** Begin DATASET EXTRACT **

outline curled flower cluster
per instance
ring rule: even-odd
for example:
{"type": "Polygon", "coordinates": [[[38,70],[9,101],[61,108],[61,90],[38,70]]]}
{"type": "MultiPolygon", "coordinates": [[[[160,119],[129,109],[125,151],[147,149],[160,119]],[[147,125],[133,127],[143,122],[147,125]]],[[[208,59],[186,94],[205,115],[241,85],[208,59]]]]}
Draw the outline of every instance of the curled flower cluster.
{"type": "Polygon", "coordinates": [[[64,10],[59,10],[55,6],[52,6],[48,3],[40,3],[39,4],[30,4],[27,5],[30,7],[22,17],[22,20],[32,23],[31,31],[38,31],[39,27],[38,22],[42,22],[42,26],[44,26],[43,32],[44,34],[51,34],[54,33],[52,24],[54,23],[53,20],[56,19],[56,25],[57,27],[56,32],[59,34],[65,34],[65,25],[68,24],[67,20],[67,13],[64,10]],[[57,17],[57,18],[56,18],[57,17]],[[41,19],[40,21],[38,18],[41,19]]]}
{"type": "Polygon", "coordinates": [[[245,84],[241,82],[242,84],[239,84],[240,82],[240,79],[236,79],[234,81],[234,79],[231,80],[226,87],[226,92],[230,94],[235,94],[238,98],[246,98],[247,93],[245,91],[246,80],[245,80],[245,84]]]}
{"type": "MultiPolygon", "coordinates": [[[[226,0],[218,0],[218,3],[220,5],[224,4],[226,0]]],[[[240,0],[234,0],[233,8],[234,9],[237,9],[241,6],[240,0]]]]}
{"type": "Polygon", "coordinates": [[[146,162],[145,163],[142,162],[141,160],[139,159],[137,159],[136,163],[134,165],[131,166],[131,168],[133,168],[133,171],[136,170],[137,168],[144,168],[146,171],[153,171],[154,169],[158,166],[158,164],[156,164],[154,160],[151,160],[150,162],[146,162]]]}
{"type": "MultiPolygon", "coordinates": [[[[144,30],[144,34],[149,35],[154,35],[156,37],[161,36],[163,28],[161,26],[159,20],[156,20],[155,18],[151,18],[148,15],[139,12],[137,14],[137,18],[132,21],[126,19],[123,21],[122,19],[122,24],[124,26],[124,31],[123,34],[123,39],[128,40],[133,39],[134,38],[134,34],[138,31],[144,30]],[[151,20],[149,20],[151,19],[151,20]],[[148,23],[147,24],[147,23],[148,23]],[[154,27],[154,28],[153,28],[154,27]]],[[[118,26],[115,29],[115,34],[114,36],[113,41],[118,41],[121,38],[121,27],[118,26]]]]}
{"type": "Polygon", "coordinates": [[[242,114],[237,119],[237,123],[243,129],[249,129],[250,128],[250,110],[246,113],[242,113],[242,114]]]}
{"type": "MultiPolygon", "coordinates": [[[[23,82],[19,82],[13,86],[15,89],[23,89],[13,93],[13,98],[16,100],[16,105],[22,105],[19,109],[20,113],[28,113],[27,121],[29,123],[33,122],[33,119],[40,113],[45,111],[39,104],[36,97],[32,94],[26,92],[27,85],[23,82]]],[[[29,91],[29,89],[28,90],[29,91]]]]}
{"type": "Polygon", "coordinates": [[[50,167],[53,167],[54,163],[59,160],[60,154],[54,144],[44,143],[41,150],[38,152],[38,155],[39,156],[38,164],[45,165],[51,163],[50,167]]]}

** End DATASET EXTRACT **

> AIM OF THE EXERCISE:
Update the lines from the very first one through the line that contains "Draw the outline" by replacing "instance" with "occurrence", and give back only those lines with nothing else changed.

> THE ANSWER:
outline curled flower cluster
per occurrence
ring rule: even-odd
for example:
{"type": "Polygon", "coordinates": [[[38,70],[9,101],[61,108],[61,90],[38,70]]]}
{"type": "MultiPolygon", "coordinates": [[[[160,119],[129,109],[125,151],[147,149],[160,119]],[[147,125],[133,127],[143,122],[147,125]]],[[[208,59],[186,94],[205,115],[241,85],[208,59]]]]}
Draw the outline of every occurrence of the curled flower cluster.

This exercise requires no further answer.